#### [STATED GOAL]
Extract each line of the data below exactly as written.
[Start INPUT ROWS]
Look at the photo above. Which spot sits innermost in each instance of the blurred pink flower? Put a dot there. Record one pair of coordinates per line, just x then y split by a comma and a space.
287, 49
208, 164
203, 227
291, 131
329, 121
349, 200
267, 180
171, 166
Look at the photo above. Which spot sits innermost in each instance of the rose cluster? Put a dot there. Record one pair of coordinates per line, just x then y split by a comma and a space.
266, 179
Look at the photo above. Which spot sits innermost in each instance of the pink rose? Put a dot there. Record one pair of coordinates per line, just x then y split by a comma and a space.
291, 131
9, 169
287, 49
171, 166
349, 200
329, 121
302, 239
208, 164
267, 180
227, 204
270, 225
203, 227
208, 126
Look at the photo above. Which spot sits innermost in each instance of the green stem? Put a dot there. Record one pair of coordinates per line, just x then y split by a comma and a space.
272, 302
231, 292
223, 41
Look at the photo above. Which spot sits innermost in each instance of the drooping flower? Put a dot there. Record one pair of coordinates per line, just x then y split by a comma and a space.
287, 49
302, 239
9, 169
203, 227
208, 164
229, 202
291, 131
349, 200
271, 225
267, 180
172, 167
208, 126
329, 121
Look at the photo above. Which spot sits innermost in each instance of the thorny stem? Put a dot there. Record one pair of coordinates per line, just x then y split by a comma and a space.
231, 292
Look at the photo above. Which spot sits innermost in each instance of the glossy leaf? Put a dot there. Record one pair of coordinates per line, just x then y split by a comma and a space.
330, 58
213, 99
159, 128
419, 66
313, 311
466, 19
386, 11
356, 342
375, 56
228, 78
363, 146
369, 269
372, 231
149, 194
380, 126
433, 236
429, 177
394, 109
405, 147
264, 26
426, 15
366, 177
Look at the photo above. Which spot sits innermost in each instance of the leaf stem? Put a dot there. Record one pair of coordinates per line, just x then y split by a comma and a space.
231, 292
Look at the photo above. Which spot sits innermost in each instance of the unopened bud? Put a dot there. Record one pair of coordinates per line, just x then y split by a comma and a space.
[End INPUT ROWS]
#### [FINAL RESULT]
Look at the photo above. Which spot sits innermost in each instance of the blurred pink flower? Put a dot there. Record one pair of coordinates per line, just x then y split by a comma and a space.
287, 49
208, 164
203, 227
291, 131
329, 121
349, 200
267, 180
171, 166
Look at the photo above. Which spot sits innermost in each instance of the rose cluster? Put a dot there. Record one pair of coordinates per line, just x then y split by a comma and a space.
266, 179
Look at the photo above. Which spot sits innermost in each instance of the pink rose? Put a dot there. Record one pair of coordinates per line, just x then y split by a comma and a space.
291, 131
9, 169
287, 49
171, 166
349, 200
329, 121
302, 239
208, 164
267, 180
227, 204
270, 225
203, 227
208, 126
Look at the photo above. Which spot sits innermost in each instance of the green stem? Put a dot there. Record one pair of coordinates per line, just x then y split by a comma and a space.
272, 302
231, 292
223, 41
Look at the photo above. Which spot sits innermost in each instance of the drooping flower? Put a dot there. Record one pair of coordinates per line, just x then y split by a comma and a space.
287, 49
302, 239
9, 169
203, 227
208, 164
229, 202
291, 131
349, 200
271, 225
267, 180
172, 167
208, 126
329, 121
Look at the photo above. Which spot sits innermost in each instance of the thorny stem? Put a dot there. Record one pair of coordinates per line, just x then y split by a comma and a space.
231, 292
Look at the photo above. Which spot sits innermost in each instance of the glossy leaf? Put a dot there. Record one pair of coordinates per line, just x then y split by a comma and a space.
330, 58
213, 99
159, 128
419, 66
313, 311
466, 19
386, 11
356, 342
375, 56
228, 78
363, 146
369, 269
372, 231
149, 194
380, 126
433, 236
429, 177
394, 109
405, 147
264, 26
426, 15
366, 177
Look at the photo above. Which spot sits innermost in each instance of the leaf stem? Put a dot there. Record one pair of coordinates per line, just x then y split by a comma and a space.
231, 292
Look at the photo above. Which spot sits innermost in each instance of the unopened bud? Put a dot there. Record one pair of coordinates per line, just x then y split by a comma and a space.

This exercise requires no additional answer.